**Deine Aufgabe:**
Gib alle folgenden Einträge vollständig und Zeichen für Zeichen wieder.

**Inhalt der Daten:**

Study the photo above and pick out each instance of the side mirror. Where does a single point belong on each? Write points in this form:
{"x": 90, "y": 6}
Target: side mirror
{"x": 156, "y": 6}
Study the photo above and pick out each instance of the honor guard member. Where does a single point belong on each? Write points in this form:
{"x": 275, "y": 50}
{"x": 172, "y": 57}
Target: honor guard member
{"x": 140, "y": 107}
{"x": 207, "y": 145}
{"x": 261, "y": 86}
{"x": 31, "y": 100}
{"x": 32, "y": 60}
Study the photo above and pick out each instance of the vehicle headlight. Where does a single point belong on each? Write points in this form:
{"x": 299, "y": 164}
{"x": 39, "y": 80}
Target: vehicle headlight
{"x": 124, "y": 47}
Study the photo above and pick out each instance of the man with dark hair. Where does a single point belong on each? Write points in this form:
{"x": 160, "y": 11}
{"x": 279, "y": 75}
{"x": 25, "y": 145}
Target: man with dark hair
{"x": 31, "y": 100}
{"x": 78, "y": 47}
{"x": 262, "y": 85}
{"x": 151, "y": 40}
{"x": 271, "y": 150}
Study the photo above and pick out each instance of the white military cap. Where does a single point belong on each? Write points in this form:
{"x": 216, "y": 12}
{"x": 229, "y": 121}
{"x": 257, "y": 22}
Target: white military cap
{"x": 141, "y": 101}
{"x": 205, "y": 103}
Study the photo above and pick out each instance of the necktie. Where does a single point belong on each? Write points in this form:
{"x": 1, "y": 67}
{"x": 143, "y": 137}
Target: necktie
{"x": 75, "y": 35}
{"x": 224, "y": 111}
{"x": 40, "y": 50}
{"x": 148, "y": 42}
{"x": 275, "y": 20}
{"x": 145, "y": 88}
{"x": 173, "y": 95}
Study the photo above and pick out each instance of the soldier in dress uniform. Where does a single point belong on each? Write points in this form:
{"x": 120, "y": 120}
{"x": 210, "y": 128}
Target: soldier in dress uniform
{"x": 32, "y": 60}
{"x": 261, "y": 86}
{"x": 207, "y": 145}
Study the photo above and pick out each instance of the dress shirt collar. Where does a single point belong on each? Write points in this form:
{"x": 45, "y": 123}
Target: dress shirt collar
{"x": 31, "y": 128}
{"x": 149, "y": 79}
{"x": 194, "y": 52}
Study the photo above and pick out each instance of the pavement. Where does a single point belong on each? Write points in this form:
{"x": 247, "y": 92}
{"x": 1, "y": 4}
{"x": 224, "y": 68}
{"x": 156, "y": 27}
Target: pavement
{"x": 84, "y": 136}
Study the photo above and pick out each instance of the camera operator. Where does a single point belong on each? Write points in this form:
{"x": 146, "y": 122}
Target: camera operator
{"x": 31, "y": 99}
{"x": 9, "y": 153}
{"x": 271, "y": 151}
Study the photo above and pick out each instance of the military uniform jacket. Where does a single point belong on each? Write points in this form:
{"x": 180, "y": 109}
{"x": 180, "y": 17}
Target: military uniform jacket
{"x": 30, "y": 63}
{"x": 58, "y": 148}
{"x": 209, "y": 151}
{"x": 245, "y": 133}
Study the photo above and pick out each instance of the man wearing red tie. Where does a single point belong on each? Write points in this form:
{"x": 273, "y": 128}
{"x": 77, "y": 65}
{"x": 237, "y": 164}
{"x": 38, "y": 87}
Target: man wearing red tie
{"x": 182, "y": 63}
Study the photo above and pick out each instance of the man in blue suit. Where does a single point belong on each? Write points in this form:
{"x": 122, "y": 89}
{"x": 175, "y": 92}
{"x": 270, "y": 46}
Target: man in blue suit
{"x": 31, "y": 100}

**Ergebnis:**
Study the photo above and pick out each instance of the side mirror. Where does a single point belong on each? Write points in this form:
{"x": 90, "y": 6}
Target: side mirror
{"x": 156, "y": 6}
Study the photo above and pick out each instance of the honor guard member. Where does a single point belong on each? Write points in this form:
{"x": 275, "y": 50}
{"x": 172, "y": 57}
Target: honor guard member
{"x": 140, "y": 107}
{"x": 207, "y": 145}
{"x": 261, "y": 86}
{"x": 31, "y": 100}
{"x": 32, "y": 60}
Study the photo above and pick out each instance of the vehicle headlight. Where does a single point belong on each? Write points in this form:
{"x": 299, "y": 164}
{"x": 39, "y": 80}
Target: vehicle headlight
{"x": 124, "y": 47}
Study the photo above and pick out each instance of the man with dark hair. Where does a single point belong on each? Write points in this form:
{"x": 160, "y": 11}
{"x": 279, "y": 75}
{"x": 25, "y": 145}
Target: man with dark hair
{"x": 31, "y": 100}
{"x": 78, "y": 47}
{"x": 262, "y": 85}
{"x": 151, "y": 40}
{"x": 271, "y": 150}
Study the photo above and pick out each instance of the white military cap. Where does a single point belong on each? Write points in this form:
{"x": 216, "y": 12}
{"x": 229, "y": 121}
{"x": 257, "y": 22}
Target: white military cap
{"x": 141, "y": 101}
{"x": 205, "y": 103}
Study the photo above and pick out each instance of the necktie. Where does a single point belong on each? Write points in this form:
{"x": 1, "y": 67}
{"x": 143, "y": 137}
Target: necktie
{"x": 75, "y": 35}
{"x": 224, "y": 111}
{"x": 40, "y": 50}
{"x": 148, "y": 42}
{"x": 275, "y": 20}
{"x": 145, "y": 88}
{"x": 173, "y": 95}
Study the photo above and pick out each instance of the soldier in dress uniform. Where does a single point belong on each? Write points in this form:
{"x": 120, "y": 120}
{"x": 210, "y": 128}
Target: soldier in dress uniform
{"x": 32, "y": 60}
{"x": 261, "y": 86}
{"x": 207, "y": 145}
Study the photo above and pick out each instance of the dress shirt collar. Where does a single point belong on each? Write points in this form:
{"x": 45, "y": 123}
Target: dress shirt collar
{"x": 31, "y": 128}
{"x": 149, "y": 79}
{"x": 194, "y": 52}
Study the photo above and pick out each instance of the pavement. Where does a single point belong on each? Write points in this form:
{"x": 247, "y": 92}
{"x": 1, "y": 4}
{"x": 224, "y": 68}
{"x": 156, "y": 27}
Target: pavement
{"x": 84, "y": 136}
Study the photo above and pick out each instance of the camera operator. Where does a single point belong on each? Write points in this form:
{"x": 146, "y": 122}
Target: camera operator
{"x": 31, "y": 99}
{"x": 9, "y": 153}
{"x": 271, "y": 151}
Study the photo above and pick out each instance of the military uniform jacket. Where does a single point belong on each? Write points in this form:
{"x": 180, "y": 109}
{"x": 180, "y": 17}
Target: military uniform jacket
{"x": 30, "y": 63}
{"x": 58, "y": 148}
{"x": 209, "y": 151}
{"x": 245, "y": 133}
Study the photo above and pick out each instance of the man wearing red tie. Where does a single point belong on each? Write points in this form:
{"x": 273, "y": 128}
{"x": 77, "y": 65}
{"x": 237, "y": 164}
{"x": 38, "y": 87}
Target: man wearing red tie
{"x": 182, "y": 63}
Study the photo above and pick out each instance of the man in blue suit. Where does a single point belong on each? Write points in this form:
{"x": 122, "y": 89}
{"x": 175, "y": 92}
{"x": 270, "y": 46}
Target: man in blue suit
{"x": 31, "y": 100}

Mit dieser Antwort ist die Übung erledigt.